- What is being asked
Answer these questions using the passage on abortion access in Georgia below.
(a) According to the passage, at what point does House Bill 481 ban abortions?
(b) How many similar laws does the passage say have been drafted in other states?
(c) What legislation does Coffman say Amplify is introducing into the upcoming legislative session?

--- Selected extract Enclosed Below ---

“From where I sit, this is really the moment for work like ours to do the safeguarding of abortion access at the state, city, and county levels. Because if Roe is to be overturned, which all signs point to, then really the fight is going to be at the local level. And we are preparing to not just engage in that fight, but actually win. And to do that in the South is especially powerful,” Coffman says
Sister Song, a reproductive organization that works with Amplify, is currently embroiled in a lawsuit against Gov. Brian Kemp over House Bill 481, Georgia’s version of a “fetal heartbeat bill.” HB 481 bans abortions once cardiac activity has been detected—usually at about six weeks gestation. The bill was ruled unconstitutional under the Georgia courts, but Kemp appealed it, and it’s currently tied up in court.
Coffman says that if Roe is overturned, HB 481 would likely become law. And as bad as a six-week ban on abortion sounds, there are states like Oklahoma and Texas with vigilante or bounty laws that enlist the help of civilians to enforce strict bans. Many copycat bills criminalize folks who try to leave the state to seek an abortion. As many as 35 similar laws have been drafted in other states, from abortion to book bans to gun control.
In order to protect Georgia from being as extreme as other states, Coffman says Amplify is working with a proactive agenda and introducing the Reproductive Freedom Act into the upcoming legislative session. Coffman says the Act would “repeal all existing abortion bans in Georgia and affirm abortion as a right and prevent folks from being criminalized for pregnancy-related decisions.” She also admits that it’s ambitious, if not wholly realistic, to get such a piece of legislation through in a Southern state.

--- End of Enclosed Selected extract ---
--- Extracted material Enclosed Below ---

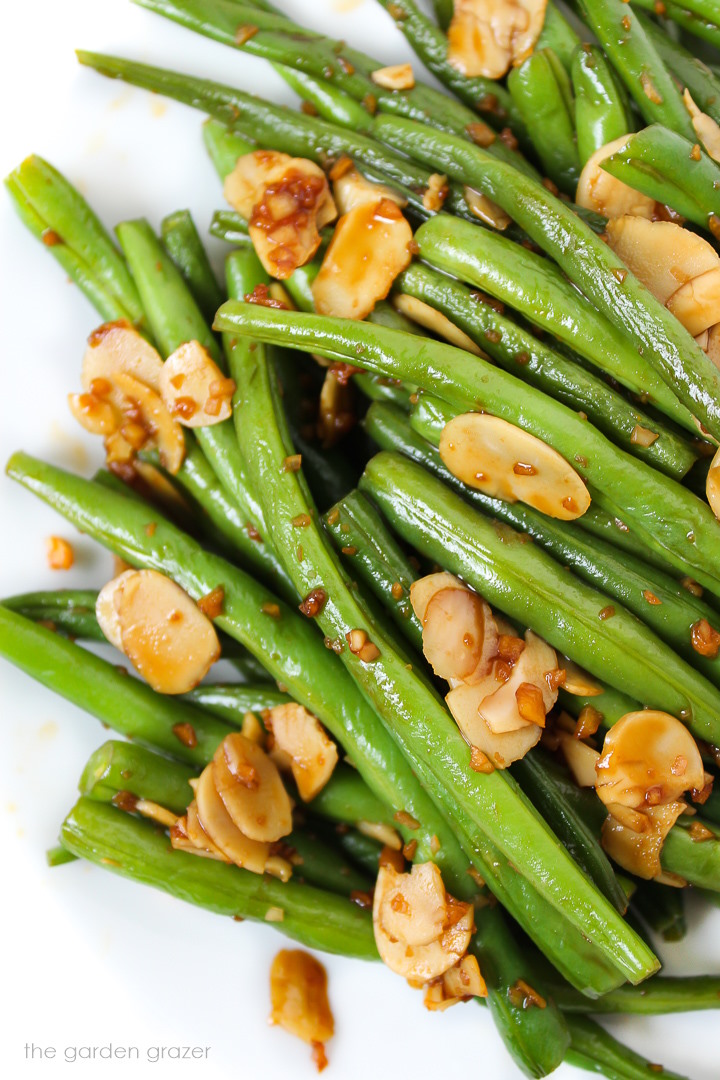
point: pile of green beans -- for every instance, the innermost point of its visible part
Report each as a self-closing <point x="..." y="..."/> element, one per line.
<point x="574" y="350"/>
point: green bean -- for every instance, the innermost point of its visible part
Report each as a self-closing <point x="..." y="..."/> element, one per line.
<point x="415" y="716"/>
<point x="68" y="216"/>
<point x="76" y="268"/>
<point x="638" y="64"/>
<point x="122" y="767"/>
<point x="124" y="703"/>
<point x="186" y="250"/>
<point x="657" y="996"/>
<point x="662" y="908"/>
<point x="596" y="1050"/>
<point x="580" y="253"/>
<point x="540" y="89"/>
<point x="685" y="528"/>
<point x="133" y="848"/>
<point x="601" y="110"/>
<point x="522" y="354"/>
<point x="661" y="164"/>
<point x="486" y="96"/>
<point x="283" y="640"/>
<point x="529" y="585"/>
<point x="360" y="532"/>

--- End of Enclosed Extracted material ---

- Result below
(a) Once cardiac activity has been detected, usually at about six weeks gestation.
(b) As many as 35.
(c) The Reproductive Freedom Act.